**Exercise materials:**
◇ ◇ ◇
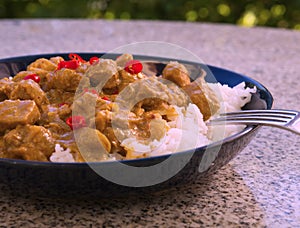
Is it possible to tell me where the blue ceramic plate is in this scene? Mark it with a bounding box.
[0,53,273,198]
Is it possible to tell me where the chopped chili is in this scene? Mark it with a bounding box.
[101,96,110,101]
[124,60,143,74]
[57,60,80,70]
[58,102,68,107]
[23,73,40,84]
[89,56,100,65]
[83,88,98,95]
[66,116,87,130]
[69,53,86,63]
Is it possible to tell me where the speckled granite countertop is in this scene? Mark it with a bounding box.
[0,19,299,227]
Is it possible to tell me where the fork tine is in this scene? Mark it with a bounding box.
[222,113,293,120]
[221,109,298,118]
[209,109,300,135]
[211,109,297,126]
[214,115,290,123]
[210,119,286,126]
[220,113,294,121]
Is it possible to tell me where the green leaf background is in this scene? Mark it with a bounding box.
[1,0,299,29]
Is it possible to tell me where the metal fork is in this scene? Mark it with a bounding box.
[209,109,300,135]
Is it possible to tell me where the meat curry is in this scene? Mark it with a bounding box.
[0,53,220,162]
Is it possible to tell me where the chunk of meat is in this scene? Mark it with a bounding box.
[0,100,40,133]
[72,92,98,121]
[116,77,189,111]
[162,61,191,87]
[183,77,220,121]
[46,89,75,105]
[13,70,36,82]
[49,56,65,65]
[135,98,167,113]
[51,68,90,92]
[118,69,145,92]
[0,78,14,101]
[86,59,119,88]
[27,58,58,72]
[3,125,55,161]
[103,72,119,90]
[95,110,112,132]
[116,53,133,68]
[9,79,49,109]
[74,127,111,161]
[40,110,71,136]
[102,127,125,154]
[13,70,51,91]
[13,57,64,89]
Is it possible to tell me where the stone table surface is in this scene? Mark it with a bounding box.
[0,19,299,227]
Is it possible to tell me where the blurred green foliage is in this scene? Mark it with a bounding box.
[0,0,300,29]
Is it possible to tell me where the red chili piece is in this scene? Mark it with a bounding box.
[83,88,98,95]
[57,60,80,70]
[101,96,110,101]
[90,89,98,95]
[23,73,40,83]
[66,116,87,130]
[89,56,99,65]
[58,102,68,107]
[124,60,143,74]
[69,53,86,63]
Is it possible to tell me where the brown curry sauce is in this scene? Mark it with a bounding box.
[0,54,219,162]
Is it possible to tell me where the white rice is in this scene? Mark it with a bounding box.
[207,82,256,139]
[51,82,256,162]
[207,82,255,113]
[121,82,256,159]
[50,144,75,162]
[121,103,210,158]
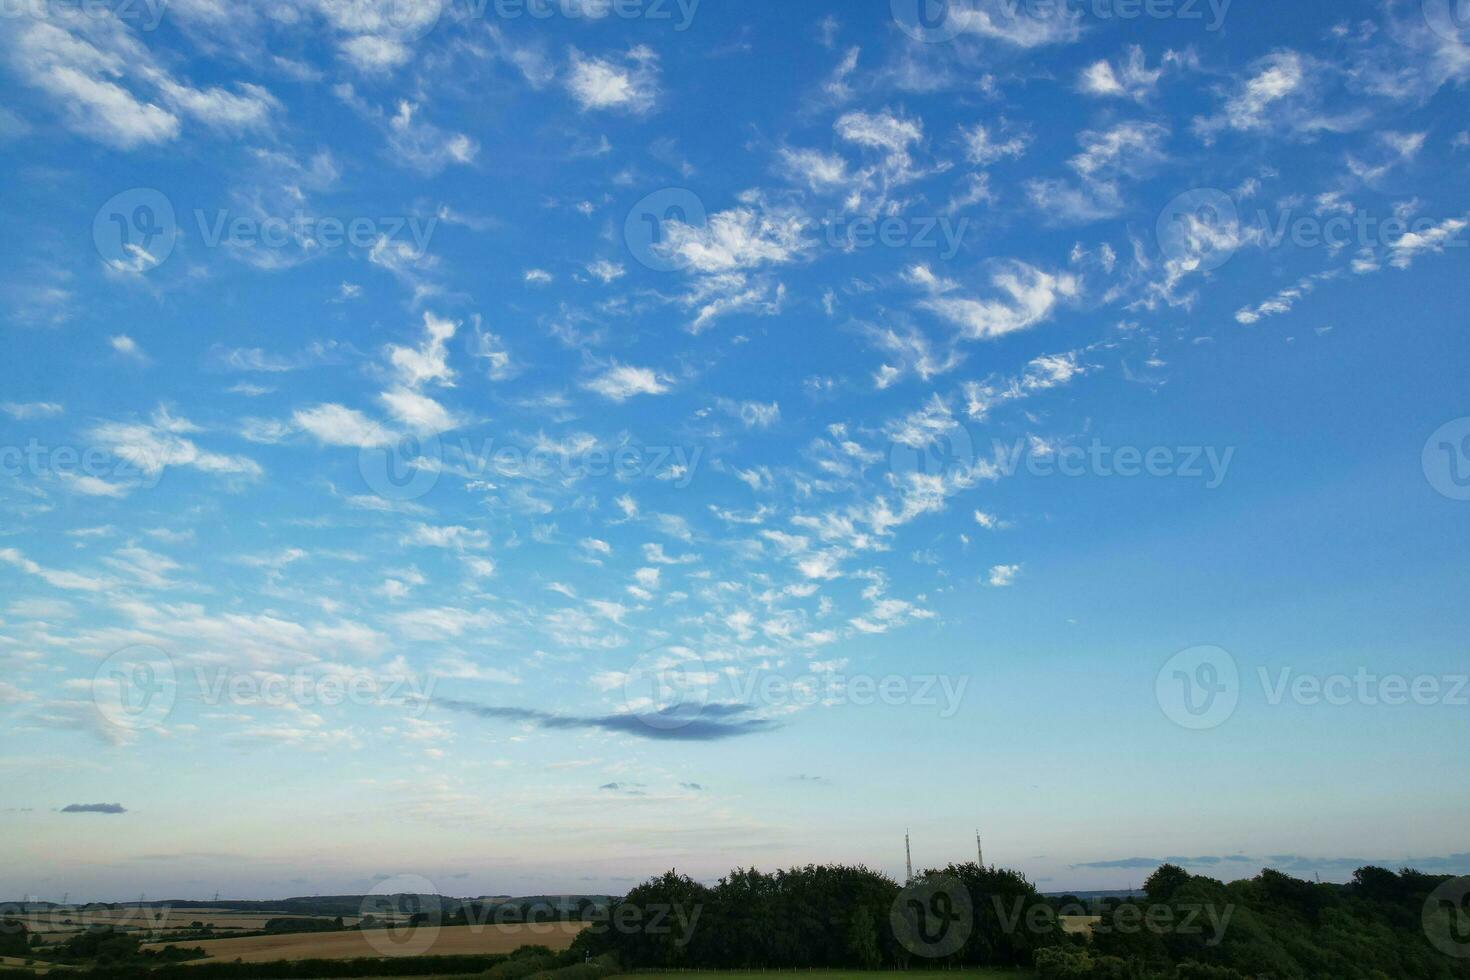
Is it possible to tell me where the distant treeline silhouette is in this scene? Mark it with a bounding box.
[569,861,1062,969]
[570,861,1470,979]
[1035,863,1470,979]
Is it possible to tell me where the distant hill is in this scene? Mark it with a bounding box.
[2,895,615,917]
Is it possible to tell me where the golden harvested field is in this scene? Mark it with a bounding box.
[1059,914,1102,935]
[144,923,589,963]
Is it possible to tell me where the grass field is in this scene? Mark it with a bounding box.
[144,923,590,962]
[619,972,1033,979]
[342,973,1035,980]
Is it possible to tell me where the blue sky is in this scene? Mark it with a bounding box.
[2,0,1470,901]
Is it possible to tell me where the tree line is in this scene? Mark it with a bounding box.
[1037,863,1470,979]
[569,861,1064,969]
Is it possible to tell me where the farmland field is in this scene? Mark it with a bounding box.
[25,906,367,935]
[144,923,590,962]
[1058,914,1101,935]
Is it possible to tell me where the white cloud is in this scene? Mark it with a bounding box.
[91,406,261,479]
[660,202,808,275]
[0,547,112,592]
[1077,46,1188,100]
[987,563,1021,587]
[61,473,131,498]
[378,387,459,434]
[110,335,148,362]
[470,324,513,381]
[386,100,477,174]
[1,402,63,420]
[402,524,489,551]
[586,259,626,284]
[293,404,389,448]
[7,8,277,148]
[948,0,1083,47]
[584,363,671,401]
[1025,121,1168,223]
[1192,51,1362,144]
[917,262,1080,340]
[718,399,781,428]
[1390,216,1468,269]
[777,147,852,191]
[388,311,458,388]
[565,46,659,114]
[963,348,1089,419]
[961,123,1029,165]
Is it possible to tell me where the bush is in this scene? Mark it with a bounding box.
[481,953,556,980]
[520,954,618,980]
[0,920,28,959]
[1035,945,1095,979]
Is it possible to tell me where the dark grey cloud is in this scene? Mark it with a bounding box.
[790,774,828,784]
[61,803,126,814]
[679,782,704,791]
[598,782,646,795]
[426,697,779,741]
[1071,854,1470,875]
[1070,856,1256,871]
[1071,857,1166,870]
[1267,853,1470,874]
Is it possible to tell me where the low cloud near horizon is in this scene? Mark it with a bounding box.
[61,803,127,814]
[1072,853,1470,875]
[425,697,780,741]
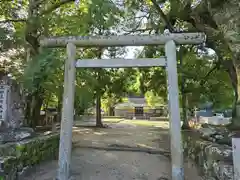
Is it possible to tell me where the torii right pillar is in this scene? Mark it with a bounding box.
[165,40,184,180]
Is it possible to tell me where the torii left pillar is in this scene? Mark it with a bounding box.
[57,43,76,180]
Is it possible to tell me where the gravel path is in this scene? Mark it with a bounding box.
[24,120,202,180]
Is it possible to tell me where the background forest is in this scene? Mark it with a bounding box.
[0,0,239,128]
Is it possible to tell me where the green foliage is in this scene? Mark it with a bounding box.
[22,49,59,92]
[145,91,165,107]
[0,0,237,122]
[180,50,234,109]
[75,85,95,115]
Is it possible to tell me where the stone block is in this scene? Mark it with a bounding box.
[0,156,17,180]
[213,161,233,180]
[183,131,234,180]
[0,133,60,180]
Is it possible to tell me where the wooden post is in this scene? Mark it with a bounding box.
[232,138,240,180]
[57,43,76,180]
[165,40,184,180]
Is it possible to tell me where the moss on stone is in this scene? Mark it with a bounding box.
[0,133,60,179]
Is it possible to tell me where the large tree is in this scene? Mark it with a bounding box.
[0,0,124,127]
[1,0,82,127]
[1,0,238,129]
[120,0,238,126]
[148,0,239,124]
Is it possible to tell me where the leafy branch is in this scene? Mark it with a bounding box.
[0,19,26,23]
[40,0,75,15]
[150,0,175,32]
[0,0,75,24]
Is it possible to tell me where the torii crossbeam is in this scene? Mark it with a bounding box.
[40,33,206,180]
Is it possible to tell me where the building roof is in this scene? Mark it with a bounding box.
[128,97,147,106]
[115,96,148,108]
[114,102,135,109]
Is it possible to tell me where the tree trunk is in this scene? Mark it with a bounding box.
[96,92,103,127]
[230,65,240,122]
[236,67,240,117]
[57,91,63,122]
[28,91,44,128]
[25,94,40,128]
[181,92,190,129]
[95,57,104,127]
[32,95,43,128]
[225,62,238,118]
[57,100,62,122]
[24,95,32,126]
[23,0,41,128]
[204,0,240,121]
[221,59,240,129]
[179,47,189,129]
[108,106,114,116]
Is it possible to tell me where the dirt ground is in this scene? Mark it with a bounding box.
[24,119,202,180]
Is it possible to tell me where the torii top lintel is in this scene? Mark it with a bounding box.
[39,33,206,48]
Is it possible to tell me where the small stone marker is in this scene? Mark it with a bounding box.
[0,76,25,129]
[0,76,33,144]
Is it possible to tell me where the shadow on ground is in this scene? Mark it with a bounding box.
[24,119,202,180]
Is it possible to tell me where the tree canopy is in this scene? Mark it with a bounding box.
[0,0,238,127]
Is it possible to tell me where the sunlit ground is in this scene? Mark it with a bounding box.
[27,117,200,180]
[75,117,184,129]
[102,118,184,129]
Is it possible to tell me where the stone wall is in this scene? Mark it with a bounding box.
[183,130,233,180]
[0,133,59,180]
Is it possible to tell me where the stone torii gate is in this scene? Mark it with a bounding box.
[40,33,206,180]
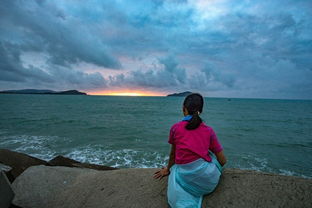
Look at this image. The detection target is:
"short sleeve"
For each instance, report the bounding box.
[168,124,177,144]
[209,128,223,154]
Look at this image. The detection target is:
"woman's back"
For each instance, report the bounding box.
[169,121,223,165]
[153,93,226,208]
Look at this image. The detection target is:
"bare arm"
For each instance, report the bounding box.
[167,144,175,170]
[215,150,227,166]
[154,145,175,179]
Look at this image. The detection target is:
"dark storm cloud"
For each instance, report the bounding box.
[0,0,116,90]
[109,56,187,88]
[0,41,53,83]
[0,0,311,98]
[0,1,120,68]
[106,0,312,98]
[0,38,107,90]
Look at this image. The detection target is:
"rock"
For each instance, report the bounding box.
[0,163,13,183]
[0,163,12,172]
[203,169,312,207]
[0,171,15,208]
[0,149,47,182]
[12,166,312,208]
[13,165,94,208]
[12,166,166,208]
[47,155,117,171]
[167,91,192,97]
[0,89,87,95]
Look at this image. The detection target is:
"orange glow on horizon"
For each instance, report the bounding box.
[88,90,164,97]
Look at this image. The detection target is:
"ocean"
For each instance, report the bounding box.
[0,94,311,178]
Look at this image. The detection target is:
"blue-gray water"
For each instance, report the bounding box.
[0,94,311,178]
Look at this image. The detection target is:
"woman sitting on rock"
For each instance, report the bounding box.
[154,93,226,208]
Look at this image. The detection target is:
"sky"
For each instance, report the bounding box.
[0,0,311,99]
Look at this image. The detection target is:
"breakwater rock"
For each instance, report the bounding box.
[47,155,117,171]
[0,149,116,183]
[12,165,312,208]
[0,149,47,182]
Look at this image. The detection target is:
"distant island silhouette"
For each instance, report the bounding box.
[0,89,87,95]
[167,91,192,97]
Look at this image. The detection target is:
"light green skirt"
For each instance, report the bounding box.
[167,152,222,208]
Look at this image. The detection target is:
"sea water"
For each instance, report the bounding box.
[0,94,311,178]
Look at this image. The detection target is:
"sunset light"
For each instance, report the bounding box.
[89,90,164,97]
[105,92,143,96]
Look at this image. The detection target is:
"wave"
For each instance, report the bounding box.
[0,134,68,161]
[229,154,311,179]
[1,134,310,177]
[65,145,168,168]
[0,134,168,168]
[234,155,272,172]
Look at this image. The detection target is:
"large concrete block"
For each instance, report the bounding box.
[0,163,12,172]
[12,166,312,208]
[0,149,47,182]
[0,171,15,208]
[12,166,167,208]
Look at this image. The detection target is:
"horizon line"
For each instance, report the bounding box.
[89,94,312,101]
[1,88,311,101]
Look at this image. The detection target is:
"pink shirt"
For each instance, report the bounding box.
[168,121,223,164]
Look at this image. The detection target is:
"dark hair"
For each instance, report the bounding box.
[183,93,204,130]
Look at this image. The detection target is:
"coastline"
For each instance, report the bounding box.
[1,149,312,208]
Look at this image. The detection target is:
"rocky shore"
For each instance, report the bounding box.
[1,149,312,208]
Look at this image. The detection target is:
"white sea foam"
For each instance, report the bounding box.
[249,157,272,172]
[230,154,312,178]
[1,134,310,177]
[234,154,274,174]
[0,134,69,161]
[0,135,168,168]
[65,145,169,168]
[279,169,297,176]
[278,169,311,179]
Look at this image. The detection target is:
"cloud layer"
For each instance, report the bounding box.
[0,0,311,99]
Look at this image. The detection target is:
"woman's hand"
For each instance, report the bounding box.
[153,167,170,180]
[215,150,227,166]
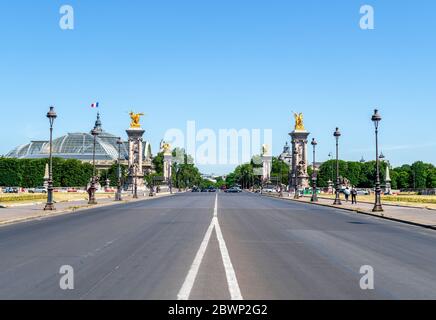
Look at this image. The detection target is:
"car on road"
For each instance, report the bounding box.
[356,189,369,195]
[3,187,19,193]
[191,187,200,192]
[262,186,277,193]
[207,187,217,192]
[225,187,242,193]
[29,186,47,193]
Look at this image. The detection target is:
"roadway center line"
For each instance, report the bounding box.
[177,193,243,300]
[213,194,243,300]
[177,206,216,300]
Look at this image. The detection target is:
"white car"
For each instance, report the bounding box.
[29,186,47,193]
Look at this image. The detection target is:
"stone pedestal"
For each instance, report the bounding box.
[328,180,334,194]
[126,128,146,191]
[163,153,173,192]
[385,165,392,195]
[43,163,49,189]
[289,130,310,189]
[261,155,272,183]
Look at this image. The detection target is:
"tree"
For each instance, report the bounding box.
[345,162,361,187]
[59,159,93,187]
[0,158,22,187]
[102,163,128,187]
[426,168,436,188]
[152,152,164,175]
[410,161,428,189]
[271,157,289,185]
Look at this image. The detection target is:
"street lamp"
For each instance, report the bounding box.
[328,152,334,183]
[133,163,138,199]
[293,148,299,199]
[311,138,318,202]
[168,159,173,194]
[371,109,384,212]
[115,137,123,201]
[333,127,342,205]
[44,106,57,211]
[88,126,100,205]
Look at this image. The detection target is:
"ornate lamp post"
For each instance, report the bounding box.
[333,127,342,205]
[44,106,57,211]
[133,163,138,199]
[371,109,384,212]
[88,126,99,205]
[311,138,318,202]
[115,137,123,201]
[132,143,139,199]
[293,148,299,199]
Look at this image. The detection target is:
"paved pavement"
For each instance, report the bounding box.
[1,192,436,299]
[267,194,436,229]
[0,192,171,225]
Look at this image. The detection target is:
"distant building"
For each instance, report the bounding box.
[6,113,153,171]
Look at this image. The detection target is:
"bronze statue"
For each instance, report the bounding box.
[129,111,144,128]
[262,144,269,156]
[293,112,305,131]
[162,142,171,154]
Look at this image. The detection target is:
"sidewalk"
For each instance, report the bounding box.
[264,193,436,230]
[0,192,173,226]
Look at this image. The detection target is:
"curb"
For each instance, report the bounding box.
[0,192,174,227]
[313,196,436,211]
[262,194,436,231]
[0,194,116,208]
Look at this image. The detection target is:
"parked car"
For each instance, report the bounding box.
[4,187,19,193]
[262,186,277,193]
[29,186,47,193]
[207,187,217,192]
[225,187,242,193]
[191,187,200,192]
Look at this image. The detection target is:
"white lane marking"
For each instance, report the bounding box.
[177,210,216,300]
[214,194,243,300]
[177,194,243,300]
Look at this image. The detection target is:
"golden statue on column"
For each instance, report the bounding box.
[293,112,305,131]
[129,111,145,128]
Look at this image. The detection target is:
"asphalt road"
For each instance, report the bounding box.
[1,192,436,300]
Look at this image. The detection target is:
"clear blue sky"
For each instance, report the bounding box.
[1,0,435,174]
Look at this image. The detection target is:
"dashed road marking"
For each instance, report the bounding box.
[177,194,243,300]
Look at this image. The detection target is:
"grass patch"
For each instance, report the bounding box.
[383,195,436,204]
[0,194,47,202]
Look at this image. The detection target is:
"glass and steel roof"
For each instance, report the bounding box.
[5,113,152,162]
[6,132,129,161]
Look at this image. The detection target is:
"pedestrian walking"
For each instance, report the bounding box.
[344,187,350,202]
[351,186,357,204]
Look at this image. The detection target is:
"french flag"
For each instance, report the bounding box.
[91,102,99,108]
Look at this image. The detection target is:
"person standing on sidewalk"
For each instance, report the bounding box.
[351,186,357,204]
[344,187,350,202]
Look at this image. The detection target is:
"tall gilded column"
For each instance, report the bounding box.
[126,112,146,192]
[289,112,310,190]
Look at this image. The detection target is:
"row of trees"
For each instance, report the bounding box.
[2,154,434,191]
[152,148,206,189]
[0,157,94,188]
[224,156,436,190]
[225,157,291,189]
[318,160,436,189]
[0,146,207,190]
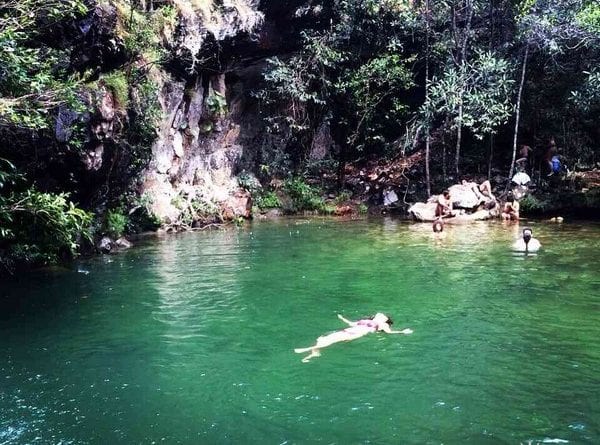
◇ ◇ ◇
**What is expected:**
Where the string "statue" occurs in a line of the material above, copy the whole line.

**Task output:**
"bronze statue"
"golden statue on column"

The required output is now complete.